Written instruction:
Can you write out the records below again, changing every "even-odd" to "nonzero" and leaving everything else the same?

Data for this exercise:
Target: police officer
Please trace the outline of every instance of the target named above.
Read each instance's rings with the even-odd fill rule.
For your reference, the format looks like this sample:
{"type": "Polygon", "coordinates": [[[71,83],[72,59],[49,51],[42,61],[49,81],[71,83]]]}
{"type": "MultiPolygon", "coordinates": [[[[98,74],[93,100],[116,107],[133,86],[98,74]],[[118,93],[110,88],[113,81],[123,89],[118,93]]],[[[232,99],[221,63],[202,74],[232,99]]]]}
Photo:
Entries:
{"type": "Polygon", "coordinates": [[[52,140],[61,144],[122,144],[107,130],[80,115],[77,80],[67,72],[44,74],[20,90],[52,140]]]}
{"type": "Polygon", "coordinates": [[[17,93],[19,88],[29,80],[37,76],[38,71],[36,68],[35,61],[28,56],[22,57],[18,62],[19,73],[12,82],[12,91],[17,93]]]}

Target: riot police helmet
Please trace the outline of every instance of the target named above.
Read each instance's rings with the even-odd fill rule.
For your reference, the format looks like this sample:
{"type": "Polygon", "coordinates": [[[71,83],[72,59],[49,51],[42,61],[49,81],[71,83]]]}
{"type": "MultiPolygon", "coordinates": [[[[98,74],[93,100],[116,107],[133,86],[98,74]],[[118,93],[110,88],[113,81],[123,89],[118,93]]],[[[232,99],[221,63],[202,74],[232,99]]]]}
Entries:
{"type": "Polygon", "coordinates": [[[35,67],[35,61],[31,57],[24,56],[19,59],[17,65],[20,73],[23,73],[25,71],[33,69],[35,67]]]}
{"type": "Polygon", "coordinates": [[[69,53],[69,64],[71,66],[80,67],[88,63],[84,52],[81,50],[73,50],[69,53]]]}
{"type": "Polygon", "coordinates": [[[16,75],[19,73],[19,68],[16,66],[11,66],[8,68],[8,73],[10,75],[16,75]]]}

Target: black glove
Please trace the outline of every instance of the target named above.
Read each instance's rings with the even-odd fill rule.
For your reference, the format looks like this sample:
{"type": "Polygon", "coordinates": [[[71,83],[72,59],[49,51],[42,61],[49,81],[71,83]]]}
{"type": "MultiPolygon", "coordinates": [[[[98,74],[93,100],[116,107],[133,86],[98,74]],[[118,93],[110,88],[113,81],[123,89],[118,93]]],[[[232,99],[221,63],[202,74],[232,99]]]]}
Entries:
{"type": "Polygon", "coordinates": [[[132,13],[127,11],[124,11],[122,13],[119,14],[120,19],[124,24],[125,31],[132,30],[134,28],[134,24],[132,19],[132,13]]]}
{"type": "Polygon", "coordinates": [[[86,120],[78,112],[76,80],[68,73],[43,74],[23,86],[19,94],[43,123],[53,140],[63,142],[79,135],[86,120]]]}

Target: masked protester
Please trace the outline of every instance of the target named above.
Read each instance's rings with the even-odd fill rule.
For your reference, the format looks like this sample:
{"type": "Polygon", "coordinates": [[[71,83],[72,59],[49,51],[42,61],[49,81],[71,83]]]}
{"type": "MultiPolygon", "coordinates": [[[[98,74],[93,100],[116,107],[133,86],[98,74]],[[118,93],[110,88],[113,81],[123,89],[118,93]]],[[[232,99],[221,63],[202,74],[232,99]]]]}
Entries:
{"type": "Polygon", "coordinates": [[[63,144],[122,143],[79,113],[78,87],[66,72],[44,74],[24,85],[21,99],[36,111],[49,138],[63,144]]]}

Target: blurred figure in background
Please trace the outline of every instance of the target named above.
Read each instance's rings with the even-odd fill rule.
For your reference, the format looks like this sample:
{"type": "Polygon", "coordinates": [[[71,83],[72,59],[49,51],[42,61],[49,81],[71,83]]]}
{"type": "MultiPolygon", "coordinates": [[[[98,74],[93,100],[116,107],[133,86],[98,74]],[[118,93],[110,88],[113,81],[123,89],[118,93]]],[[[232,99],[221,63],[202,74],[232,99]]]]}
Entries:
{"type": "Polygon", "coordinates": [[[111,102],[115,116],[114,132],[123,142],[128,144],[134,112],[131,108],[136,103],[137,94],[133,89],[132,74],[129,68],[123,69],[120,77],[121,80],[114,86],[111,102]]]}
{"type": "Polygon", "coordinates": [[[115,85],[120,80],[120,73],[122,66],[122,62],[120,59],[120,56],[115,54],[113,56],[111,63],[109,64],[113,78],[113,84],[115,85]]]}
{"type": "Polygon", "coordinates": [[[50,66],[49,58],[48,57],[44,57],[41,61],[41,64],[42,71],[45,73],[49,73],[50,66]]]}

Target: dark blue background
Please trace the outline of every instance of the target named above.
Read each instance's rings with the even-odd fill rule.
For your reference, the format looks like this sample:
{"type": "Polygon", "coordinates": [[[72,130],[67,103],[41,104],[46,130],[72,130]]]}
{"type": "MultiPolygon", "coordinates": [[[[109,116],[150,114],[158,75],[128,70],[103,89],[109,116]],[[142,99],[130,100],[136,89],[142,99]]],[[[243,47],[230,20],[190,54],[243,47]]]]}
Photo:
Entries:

Answer:
Target: police officer
Please trace the outline of every instance of the target named above.
Read each instance's rings with the nonzero fill rule.
For your reference, the format looks like this sample:
{"type": "Polygon", "coordinates": [[[71,83],[72,59],[49,51],[42,61],[49,81],[71,83]]]}
{"type": "MultiPolygon", "coordinates": [[[[98,74],[93,100],[116,107],[133,86],[98,74]],[[118,93],[110,88],[113,81],[123,89],[118,93]]],[[[232,99],[221,63],[202,74],[232,99]]]]}
Photo:
Entries:
{"type": "Polygon", "coordinates": [[[52,140],[61,144],[122,144],[107,130],[80,115],[77,80],[67,72],[44,74],[20,90],[52,140]]]}
{"type": "Polygon", "coordinates": [[[17,93],[19,88],[29,80],[37,76],[38,71],[36,68],[35,61],[28,56],[22,57],[18,62],[19,73],[12,82],[12,91],[17,93]]]}

Target: riot police helmet
Please trace the outline of every instance of the target named above.
Read each instance's rings with the nonzero fill rule.
For your reference, the format looks like this sample:
{"type": "Polygon", "coordinates": [[[71,83],[72,59],[49,51],[42,61],[49,81],[71,83]]]}
{"type": "MultiPolygon", "coordinates": [[[[98,74],[93,100],[116,107],[133,86],[98,74]],[[118,93],[110,88],[113,81],[123,89],[118,93]]],[[[232,99],[221,63],[202,74],[232,99]]]]}
Entries:
{"type": "Polygon", "coordinates": [[[35,67],[35,61],[31,57],[24,56],[19,59],[17,65],[20,73],[23,73],[25,71],[33,69],[35,67]]]}
{"type": "Polygon", "coordinates": [[[69,53],[69,64],[71,66],[80,67],[88,63],[84,52],[81,50],[73,50],[69,53]]]}
{"type": "Polygon", "coordinates": [[[16,75],[19,73],[19,68],[16,66],[11,66],[8,68],[8,73],[10,75],[16,75]]]}

Target: black glove
Please trace the outline of every instance of the target named above.
Read each instance's rings with the nonzero fill rule.
For your reference, the format looks like this sample:
{"type": "Polygon", "coordinates": [[[71,83],[72,59],[49,51],[42,61],[49,81],[71,83]]]}
{"type": "MultiPolygon", "coordinates": [[[[98,74],[93,100],[116,107],[133,86],[98,74]],[[118,93],[110,88],[113,81],[123,89],[118,93]]],[[[232,99],[221,63],[202,74],[232,99]]]]}
Entries:
{"type": "Polygon", "coordinates": [[[132,13],[127,11],[124,11],[122,13],[119,14],[120,19],[124,24],[125,31],[132,30],[134,28],[134,24],[132,19],[132,13]]]}
{"type": "Polygon", "coordinates": [[[86,120],[78,112],[76,80],[68,73],[43,74],[23,86],[19,94],[43,123],[53,140],[63,142],[79,135],[86,120]]]}

Target: masked protester
Please trace the outline of every instance of the target named above.
Read each instance's rings with the nonzero fill rule.
For your reference, the format looks like this sample:
{"type": "Polygon", "coordinates": [[[71,83],[72,59],[49,51],[42,61],[49,81],[71,83]]]}
{"type": "MultiPolygon", "coordinates": [[[[98,74],[93,100],[116,107],[133,86],[98,74]],[[118,93],[110,88],[113,81],[123,89],[118,93]]],[[[232,99],[221,63],[202,74],[232,99]]]]}
Entries:
{"type": "Polygon", "coordinates": [[[63,144],[122,143],[79,113],[78,87],[66,72],[44,74],[24,85],[21,99],[36,111],[49,138],[63,144]]]}

Target: blurred figure in background
Please trace the outline of every instance of the target named above.
Read each instance's rings with the nonzero fill rule.
For your reference, the format looks like this sample:
{"type": "Polygon", "coordinates": [[[71,83],[72,59],[49,51],[42,61],[49,81],[71,83]]]}
{"type": "MultiPolygon", "coordinates": [[[[98,74],[93,100],[116,107],[133,86],[98,74]],[[118,93],[110,88],[113,81],[123,89],[118,93]]],[[[232,99],[221,63],[202,74],[232,99]]]]}
Entries:
{"type": "Polygon", "coordinates": [[[111,102],[115,116],[114,132],[123,142],[128,144],[134,112],[131,108],[136,103],[137,94],[133,89],[132,74],[129,68],[123,69],[120,77],[121,80],[114,86],[111,102]]]}
{"type": "Polygon", "coordinates": [[[115,85],[120,80],[120,73],[122,66],[122,62],[120,59],[120,56],[115,54],[113,56],[111,63],[109,64],[113,78],[113,84],[115,85]]]}
{"type": "Polygon", "coordinates": [[[50,66],[49,58],[48,57],[44,57],[41,61],[41,64],[42,71],[45,73],[49,73],[50,66]]]}

Target: dark blue background
Please trace the outline of every instance of the target named above.
Read each instance's rings with the nonzero fill rule.
For your reference, the format looks like this sample:
{"type": "Polygon", "coordinates": [[[72,130],[67,103],[41,104],[46,130],[72,130]]]}
{"type": "MultiPolygon", "coordinates": [[[[109,116],[150,114],[158,75],[128,70],[103,89],[109,116]],[[142,99],[130,100],[136,89],[142,99]]],[[[243,47],[230,20],[190,54],[243,47]]]]}
Photo:
Entries:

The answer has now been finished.